◆ Written task 1
In the forum thread about itchy feet, how long has MaggieMay been married to her husband?
◆ Written task 2
Continue the forum thread about a wife's itchy feet in her marriage, picking up after its last post.

◆ Excerpted text
+--
# Itchy feet



## MaggieMay (Dec 21, 2009)

I feel ashamed even writing this but it's making me miserable and I can't talk to any of my friends as I think they wouldn't understand and would be quite disapproving.

I have been with my husband a total of 8 years, married for the last two and a half of those. We met when I was 18 and he was 20 at university. He is my first and only love but lately I have been getting very itchy feet.

I'm constantly thinking about other men that I know or work with and find myself flirting more and more if I happen to go out for drinks with these guys. I am constantlyfeeling guilty about this but I don't know how to stop.

I have always had a very romanticised idea of falling in love and marrying your one true love so I hate that I'm feeling like this.

My husband is a wonderful caring man but he spends the majority of his time either gaming or on an internet forum. I talked to him about this, and the fact that it bothered me, some months ago and he said he knew he had been getting a bit obsessed by them and that he would try and cut back. Needless to say he is on them as much as before now. I cannot bear the gaming as it'sjust horrible war noises, interjected with him swearing at the top of his lungs.

I have started to feel that perhaps I married a bit young and I wish I had given myself the chance to experience being with other men (I have only ever slept with my husband). At the same time though I hate the thought of being without him.

I am very confused and could use some advice.


----------



## Harvard (Aug 11, 2009)

if your husband is a wonderful caring man as you say why are you constantly thinking of other men? To be flirting with these guys is your wrong no matter how much time he spends playing games so in my ooinion sounds like you are not in love with him anymore and you are using the game playing as a scape goat.
+--
◆ Provided information
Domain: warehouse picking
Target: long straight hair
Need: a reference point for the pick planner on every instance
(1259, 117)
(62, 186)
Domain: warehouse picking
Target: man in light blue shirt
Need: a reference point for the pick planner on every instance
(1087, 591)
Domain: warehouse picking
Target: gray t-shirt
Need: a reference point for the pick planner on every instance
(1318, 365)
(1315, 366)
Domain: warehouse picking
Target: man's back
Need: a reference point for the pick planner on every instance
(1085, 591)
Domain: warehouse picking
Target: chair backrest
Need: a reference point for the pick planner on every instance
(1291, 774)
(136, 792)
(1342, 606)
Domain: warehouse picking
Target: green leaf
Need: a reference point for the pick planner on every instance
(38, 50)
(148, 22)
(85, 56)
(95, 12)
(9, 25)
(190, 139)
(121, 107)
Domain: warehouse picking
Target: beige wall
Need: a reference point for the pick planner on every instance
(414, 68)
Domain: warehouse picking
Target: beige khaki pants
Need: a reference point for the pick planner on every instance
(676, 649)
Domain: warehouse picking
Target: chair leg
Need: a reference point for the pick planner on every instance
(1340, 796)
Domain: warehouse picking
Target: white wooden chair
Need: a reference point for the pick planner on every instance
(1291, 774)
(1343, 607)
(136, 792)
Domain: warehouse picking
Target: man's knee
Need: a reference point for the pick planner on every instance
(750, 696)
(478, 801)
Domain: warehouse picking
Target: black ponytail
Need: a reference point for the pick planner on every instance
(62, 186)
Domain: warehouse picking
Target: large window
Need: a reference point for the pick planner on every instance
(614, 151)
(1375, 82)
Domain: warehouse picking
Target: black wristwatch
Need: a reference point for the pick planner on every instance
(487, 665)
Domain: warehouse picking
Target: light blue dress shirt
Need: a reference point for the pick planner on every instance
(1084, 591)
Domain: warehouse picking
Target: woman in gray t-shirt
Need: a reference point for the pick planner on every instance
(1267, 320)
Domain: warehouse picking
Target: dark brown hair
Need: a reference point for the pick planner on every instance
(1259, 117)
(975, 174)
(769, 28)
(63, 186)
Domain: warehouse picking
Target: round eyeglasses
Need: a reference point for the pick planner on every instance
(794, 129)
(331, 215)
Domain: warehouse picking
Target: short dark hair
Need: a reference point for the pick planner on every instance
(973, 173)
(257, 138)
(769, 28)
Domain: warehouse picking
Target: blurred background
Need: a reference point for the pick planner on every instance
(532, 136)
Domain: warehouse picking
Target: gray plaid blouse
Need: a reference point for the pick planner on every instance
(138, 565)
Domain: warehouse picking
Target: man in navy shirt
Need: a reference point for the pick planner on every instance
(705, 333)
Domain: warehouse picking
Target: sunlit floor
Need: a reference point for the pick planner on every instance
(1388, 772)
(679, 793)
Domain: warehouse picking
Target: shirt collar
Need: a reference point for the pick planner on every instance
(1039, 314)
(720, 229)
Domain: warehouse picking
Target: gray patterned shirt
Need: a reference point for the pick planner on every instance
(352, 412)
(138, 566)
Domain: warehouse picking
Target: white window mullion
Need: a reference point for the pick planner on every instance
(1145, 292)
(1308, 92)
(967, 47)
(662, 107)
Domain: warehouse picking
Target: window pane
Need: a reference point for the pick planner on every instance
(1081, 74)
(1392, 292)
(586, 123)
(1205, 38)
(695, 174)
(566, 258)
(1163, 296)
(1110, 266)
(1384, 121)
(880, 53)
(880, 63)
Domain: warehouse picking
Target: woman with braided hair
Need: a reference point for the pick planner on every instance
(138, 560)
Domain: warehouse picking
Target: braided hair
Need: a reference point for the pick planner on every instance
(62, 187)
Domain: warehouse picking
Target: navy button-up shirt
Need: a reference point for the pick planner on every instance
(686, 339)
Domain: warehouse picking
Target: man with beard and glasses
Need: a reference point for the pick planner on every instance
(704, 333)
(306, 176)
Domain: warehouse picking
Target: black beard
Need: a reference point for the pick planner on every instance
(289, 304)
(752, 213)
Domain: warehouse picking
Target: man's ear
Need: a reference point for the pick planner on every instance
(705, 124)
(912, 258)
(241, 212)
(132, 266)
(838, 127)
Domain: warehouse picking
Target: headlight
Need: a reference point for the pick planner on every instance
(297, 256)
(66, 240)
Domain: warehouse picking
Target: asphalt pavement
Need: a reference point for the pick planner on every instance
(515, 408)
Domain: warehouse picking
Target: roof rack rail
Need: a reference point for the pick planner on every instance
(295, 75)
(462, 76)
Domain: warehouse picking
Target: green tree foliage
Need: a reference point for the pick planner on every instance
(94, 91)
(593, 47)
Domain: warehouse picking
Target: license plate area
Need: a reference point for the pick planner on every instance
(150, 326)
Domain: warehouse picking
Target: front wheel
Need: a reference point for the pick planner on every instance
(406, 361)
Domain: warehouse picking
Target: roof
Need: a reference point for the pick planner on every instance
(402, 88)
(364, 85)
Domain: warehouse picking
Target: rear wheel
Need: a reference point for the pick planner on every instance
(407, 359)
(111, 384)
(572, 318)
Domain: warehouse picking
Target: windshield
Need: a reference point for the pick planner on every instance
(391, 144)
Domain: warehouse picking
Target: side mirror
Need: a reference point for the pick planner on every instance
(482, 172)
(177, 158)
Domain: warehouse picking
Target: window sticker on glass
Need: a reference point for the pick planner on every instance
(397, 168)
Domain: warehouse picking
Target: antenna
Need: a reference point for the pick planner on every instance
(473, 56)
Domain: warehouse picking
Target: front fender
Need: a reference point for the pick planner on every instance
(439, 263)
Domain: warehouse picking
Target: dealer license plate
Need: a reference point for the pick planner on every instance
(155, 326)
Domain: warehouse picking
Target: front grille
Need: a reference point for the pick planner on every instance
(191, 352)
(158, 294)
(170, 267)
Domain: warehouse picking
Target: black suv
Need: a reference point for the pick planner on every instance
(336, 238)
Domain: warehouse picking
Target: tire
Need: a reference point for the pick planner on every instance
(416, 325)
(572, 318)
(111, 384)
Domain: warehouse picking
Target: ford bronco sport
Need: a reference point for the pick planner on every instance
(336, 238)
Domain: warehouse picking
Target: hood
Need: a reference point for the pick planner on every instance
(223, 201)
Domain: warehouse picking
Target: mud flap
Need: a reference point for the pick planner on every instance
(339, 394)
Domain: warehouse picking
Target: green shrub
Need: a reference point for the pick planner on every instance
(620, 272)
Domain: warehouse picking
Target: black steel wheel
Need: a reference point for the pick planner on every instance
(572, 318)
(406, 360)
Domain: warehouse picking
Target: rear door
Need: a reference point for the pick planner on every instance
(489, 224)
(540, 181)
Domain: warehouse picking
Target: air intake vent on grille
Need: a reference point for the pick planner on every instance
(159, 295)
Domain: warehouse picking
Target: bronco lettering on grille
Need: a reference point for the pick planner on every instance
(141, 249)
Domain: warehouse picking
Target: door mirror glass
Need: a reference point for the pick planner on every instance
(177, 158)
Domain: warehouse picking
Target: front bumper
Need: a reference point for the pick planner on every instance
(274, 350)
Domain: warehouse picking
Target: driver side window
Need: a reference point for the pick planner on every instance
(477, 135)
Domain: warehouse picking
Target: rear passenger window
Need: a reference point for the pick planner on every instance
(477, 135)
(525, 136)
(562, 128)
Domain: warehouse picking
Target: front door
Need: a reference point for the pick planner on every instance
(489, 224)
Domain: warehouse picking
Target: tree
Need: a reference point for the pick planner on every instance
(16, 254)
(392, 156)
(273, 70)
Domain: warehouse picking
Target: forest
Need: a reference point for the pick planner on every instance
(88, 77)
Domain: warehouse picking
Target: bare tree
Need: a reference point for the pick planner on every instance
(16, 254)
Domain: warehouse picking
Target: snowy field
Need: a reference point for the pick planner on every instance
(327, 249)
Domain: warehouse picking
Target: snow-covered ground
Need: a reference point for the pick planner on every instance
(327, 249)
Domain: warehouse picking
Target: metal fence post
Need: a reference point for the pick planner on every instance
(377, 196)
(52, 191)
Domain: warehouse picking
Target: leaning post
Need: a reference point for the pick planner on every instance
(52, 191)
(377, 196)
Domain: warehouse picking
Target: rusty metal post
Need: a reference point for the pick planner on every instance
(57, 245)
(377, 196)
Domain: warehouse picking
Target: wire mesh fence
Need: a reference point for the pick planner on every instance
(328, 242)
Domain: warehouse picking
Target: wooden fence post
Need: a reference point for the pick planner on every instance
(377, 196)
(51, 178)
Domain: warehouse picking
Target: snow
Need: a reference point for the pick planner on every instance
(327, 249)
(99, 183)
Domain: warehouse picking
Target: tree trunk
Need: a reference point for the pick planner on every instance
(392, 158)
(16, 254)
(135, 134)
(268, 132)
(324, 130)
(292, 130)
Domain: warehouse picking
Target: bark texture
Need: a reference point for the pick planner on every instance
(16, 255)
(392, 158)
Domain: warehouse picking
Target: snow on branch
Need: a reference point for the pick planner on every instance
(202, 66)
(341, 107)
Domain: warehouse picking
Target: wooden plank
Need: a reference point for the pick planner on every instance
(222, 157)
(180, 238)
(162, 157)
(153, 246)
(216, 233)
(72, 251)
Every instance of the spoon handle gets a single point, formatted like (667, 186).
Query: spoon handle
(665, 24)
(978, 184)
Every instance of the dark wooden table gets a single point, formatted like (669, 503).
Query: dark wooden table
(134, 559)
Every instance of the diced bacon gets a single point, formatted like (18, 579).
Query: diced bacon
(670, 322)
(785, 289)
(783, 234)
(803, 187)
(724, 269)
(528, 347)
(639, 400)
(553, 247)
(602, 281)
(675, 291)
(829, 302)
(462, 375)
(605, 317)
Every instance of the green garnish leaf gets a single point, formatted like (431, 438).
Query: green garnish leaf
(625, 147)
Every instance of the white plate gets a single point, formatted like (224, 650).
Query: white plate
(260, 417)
+--
◆ Expected answer 1
Two and a half years.

◆ Expected answer 2
----------



## AlexNY (Dec 10, 2009)

MaggieMay said:


> I feel ashamed even writing this ...


Honesty about your feelings is a good thing. Asking for help is also a good thing. If you have been unfaithful, you should feel ashamed of that. Asking for guidance to prevent yourself from walking down that path is nothing to be ashamed of.



> He is my first and only love but lately I have been getting very itchy feet. I'm constantly thinking about other men that I know or work with and find myself flirting more and more ... I am constantly feeling guilty about this ...


Your feelings are going one way, and your sense of morality and who you want to be are another. This situation is very common and is an early indication that a woman may have an affair.



> My husband is a wonderful caring man but he spends the majority of his time either gaming or on an internet forum.


Here is what I think you are saying:

1) You love your husband and you want to remain faithful to your husband.
2) You are loosing interest in being intimate with your husband. You are feeling drawn to intimacy with other men.
3) Your husband is less driven, successful, mature, and confident than you want him to be.

Your feelings are normal.

A man who is in love with his wife can loose interest in being intimate with her, and begin to feel attracted to other women, if his wife is no longer physically beautiful. 

Similarly, a woman who is in love with her husband can loose interest in being intimate with him, and begin to feel attracted to other men, if her husband is no longer successful and in control of his world.

You either have to change the way you respond to a husband who you are increasingly beginning to view as a "loser", or you have to convince your husband to act in a way that will re-ignite your interest.

Let him know that it is hard to feel admiration for a man who is not sufficiently strong to resist the urge to over-play a video game. Weak men are not very attractive.

At the same time, you can work on accepting that in the modern world, it is no longer possible for every woman to be married to a man who is more successful than she is.

Good luck.


----------



## AlexNY (Dec 10, 2009)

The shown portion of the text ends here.